Copy the entries from the line containing "wearing black cap." up to and including the last line of the entries, requests included. Scale every keypoint coordinate in the answers by 1.6 and round each to a whole number, rounding halves up, while leaving the numbers in the requests and their sample formats unchanged.

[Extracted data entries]
*-*-*

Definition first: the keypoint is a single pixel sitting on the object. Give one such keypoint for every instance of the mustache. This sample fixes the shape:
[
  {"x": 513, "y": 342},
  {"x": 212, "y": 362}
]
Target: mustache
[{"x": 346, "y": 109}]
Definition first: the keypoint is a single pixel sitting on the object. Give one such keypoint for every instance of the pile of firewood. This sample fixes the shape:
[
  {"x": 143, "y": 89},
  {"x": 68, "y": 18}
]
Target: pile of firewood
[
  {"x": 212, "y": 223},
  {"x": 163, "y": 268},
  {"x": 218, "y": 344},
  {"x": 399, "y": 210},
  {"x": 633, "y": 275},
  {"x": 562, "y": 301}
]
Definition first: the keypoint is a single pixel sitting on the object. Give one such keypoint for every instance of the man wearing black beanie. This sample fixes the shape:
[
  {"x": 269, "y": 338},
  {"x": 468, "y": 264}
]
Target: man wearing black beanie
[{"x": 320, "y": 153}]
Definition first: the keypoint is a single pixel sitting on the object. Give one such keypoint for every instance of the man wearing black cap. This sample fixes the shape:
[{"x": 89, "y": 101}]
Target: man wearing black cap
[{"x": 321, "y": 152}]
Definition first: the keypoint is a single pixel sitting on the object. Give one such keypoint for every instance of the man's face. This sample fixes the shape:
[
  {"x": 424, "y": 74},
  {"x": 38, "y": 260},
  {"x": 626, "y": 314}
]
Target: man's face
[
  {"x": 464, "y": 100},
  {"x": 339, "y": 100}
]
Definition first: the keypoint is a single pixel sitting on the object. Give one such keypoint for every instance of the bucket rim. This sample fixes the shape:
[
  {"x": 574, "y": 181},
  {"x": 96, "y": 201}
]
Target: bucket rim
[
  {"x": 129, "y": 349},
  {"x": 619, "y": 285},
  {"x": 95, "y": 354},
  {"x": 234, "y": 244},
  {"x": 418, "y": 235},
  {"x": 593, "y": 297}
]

*-*-*

**Answer for the task:**
Definition first: the keypoint is a single pixel sitting on the object. Give one such keypoint for every instance of the man wearing black cap. This sample fixes the shape:
[{"x": 89, "y": 101}]
Target: man wearing black cap
[{"x": 514, "y": 243}]
Definition first: the keypoint is a single pixel sitting on the object. Give one such keypoint for every instance of the man's face. This sample fixes the shape:
[
  {"x": 424, "y": 74},
  {"x": 38, "y": 260},
  {"x": 626, "y": 314}
]
Target: man's face
[
  {"x": 742, "y": 160},
  {"x": 542, "y": 160}
]
Definition first: the keypoint is a single pixel sitting on the object. Give one such keypoint for every instance of the bucket rim. This sample fixes the shape:
[
  {"x": 574, "y": 181},
  {"x": 96, "y": 201}
]
Target: bucket rim
[
  {"x": 206, "y": 558},
  {"x": 990, "y": 456},
  {"x": 152, "y": 566},
  {"x": 374, "y": 390},
  {"x": 669, "y": 376},
  {"x": 949, "y": 475}
]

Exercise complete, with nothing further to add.